- [Page text]
Thursday, October 30, 2003

::Rain Down On Me/Let Your Love Fall Like Raindrops/Rain On Me::


Rain is coming to San Diego. Or so they say. "They", being the weather people. I hope that because that brush was burned that there's no mudslides. That would really suck. It's possible that the rain might ruin Halloween for some kids. They're not hardcore Trick or Treaters. I was hardcore, trekked about 4 miles to get my candy no matter how the weather was. But being hardcore doesn't meant you're smart. I'd get sick because I was stubborn and wanted candy, that was a bad combination.


::Other Things::

The new baby panda at the zoo is now like 7 lbs. He's really cute, it's hard to believe that he started out so tiny. He's not going to be named until he's 100 days old, according to Chinese tradition. Hmm, I'm part Chinese. I wish I knew what the Chinese traditions were. My dads, great grandpas, grandpa, was a Chinese immigrant to the Philippines. He was one of the merchants who set up in Ilocos, but he got to the Philippines and they messed up his name BAD. Yeah, it'd be nice to know what Spanish traditions are too. According to my mom's family history, some Spanish guy raped one of her ancestors and she had his bastard child. I barely know what the Filipino traditions are. I think that's sad. For some reason, when a lot of Filipino immigrants come to the US they tend to let themselves become really Americanized. They stop talking about how things were when they were back home. I swear, I have to bombard my parents with questions to get anything out of them.

- [Exercise requirements]
- A) According to the blog post, at what age will the new baby panda at the zoo be named?
- B) Reproduce the passage of the blog post that begins with the words "Thursday, October 30, 2003" and ends after "a bad combination.".
- C) Which places does the blog post name?

- [Entries provided]
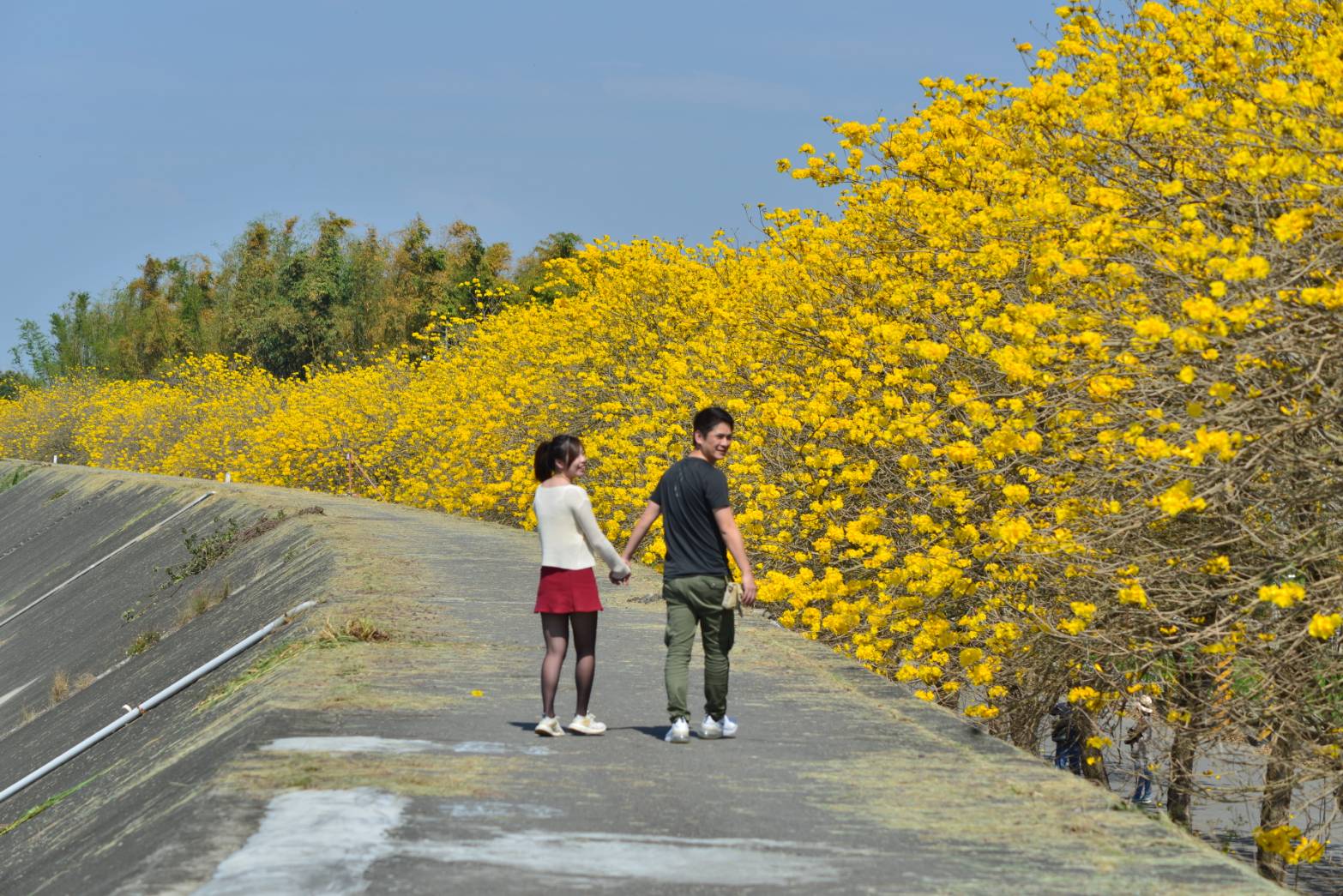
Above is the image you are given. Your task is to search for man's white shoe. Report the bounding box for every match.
--
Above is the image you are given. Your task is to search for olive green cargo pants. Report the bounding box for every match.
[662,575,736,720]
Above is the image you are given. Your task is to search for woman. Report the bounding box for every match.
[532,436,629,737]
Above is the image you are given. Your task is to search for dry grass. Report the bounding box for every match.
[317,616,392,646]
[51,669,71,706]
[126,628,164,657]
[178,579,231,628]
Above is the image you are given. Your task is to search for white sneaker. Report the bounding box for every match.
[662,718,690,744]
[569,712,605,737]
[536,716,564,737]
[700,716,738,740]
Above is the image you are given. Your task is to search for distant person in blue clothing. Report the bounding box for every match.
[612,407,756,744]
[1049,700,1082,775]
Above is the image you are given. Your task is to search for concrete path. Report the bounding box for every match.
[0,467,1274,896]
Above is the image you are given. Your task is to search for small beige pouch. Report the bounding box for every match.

- [Outputs by task]
- A) When he is 100 days old, following Chinese tradition.

- B)
Thursday, October 30, 2003

::Rain Down On Me/Let Your Love Fall Like Raindrops/Rain On Me::


Rain is coming to San Diego. Or so they say. "They", being the weather people. I hope that because that brush was burned that there's no mudslides. That would really suck. It's possible that the rain might ruin Halloween for some kids. They're not hardcore Trick or Treaters. I was hardcore, trekked about 4 miles to get my candy no matter how the weather was. But being hardcore doesn't meant you're smart. I'd get sick because I was stubborn and wanted candy, that was a bad combination.

- C) San Diego, the Philippines, Ilocos, the US